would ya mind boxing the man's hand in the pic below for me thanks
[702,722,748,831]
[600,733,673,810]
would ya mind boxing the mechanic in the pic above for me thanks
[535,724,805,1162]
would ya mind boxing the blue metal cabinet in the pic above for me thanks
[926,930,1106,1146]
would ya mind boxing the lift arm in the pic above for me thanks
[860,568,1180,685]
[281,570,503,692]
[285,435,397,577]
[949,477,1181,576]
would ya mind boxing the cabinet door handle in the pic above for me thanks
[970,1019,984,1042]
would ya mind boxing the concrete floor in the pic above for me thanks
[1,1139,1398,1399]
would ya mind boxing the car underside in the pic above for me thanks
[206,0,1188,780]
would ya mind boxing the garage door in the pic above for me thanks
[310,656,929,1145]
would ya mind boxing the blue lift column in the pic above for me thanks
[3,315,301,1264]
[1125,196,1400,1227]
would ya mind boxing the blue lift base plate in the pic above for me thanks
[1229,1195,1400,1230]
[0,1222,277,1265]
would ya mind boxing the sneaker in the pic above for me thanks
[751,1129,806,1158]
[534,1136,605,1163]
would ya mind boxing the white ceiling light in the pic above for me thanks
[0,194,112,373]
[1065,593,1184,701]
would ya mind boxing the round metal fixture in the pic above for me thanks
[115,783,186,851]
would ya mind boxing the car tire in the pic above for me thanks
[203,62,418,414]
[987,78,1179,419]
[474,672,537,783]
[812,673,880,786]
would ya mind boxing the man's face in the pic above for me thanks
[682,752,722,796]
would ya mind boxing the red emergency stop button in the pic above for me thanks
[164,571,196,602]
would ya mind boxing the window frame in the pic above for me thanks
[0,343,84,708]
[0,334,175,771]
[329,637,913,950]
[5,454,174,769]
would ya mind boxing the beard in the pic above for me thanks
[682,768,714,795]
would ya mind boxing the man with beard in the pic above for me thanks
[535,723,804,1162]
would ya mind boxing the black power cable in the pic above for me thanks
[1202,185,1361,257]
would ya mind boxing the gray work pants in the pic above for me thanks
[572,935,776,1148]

▬▬▬

== Directions ==
Repeat exactly the lines of the material from the one with "would ya mind boxing the man with" through the end, both the first and the last included.

== Solution to this problem ==
would ya mind boxing the man with beard in the pic above for me thanks
[535,723,804,1162]
would ya mind boxing the black power cable in the pic above for me thanks
[1202,185,1361,257]
would ya mind boxing the gray work pants in the pic above for me thanks
[572,935,776,1148]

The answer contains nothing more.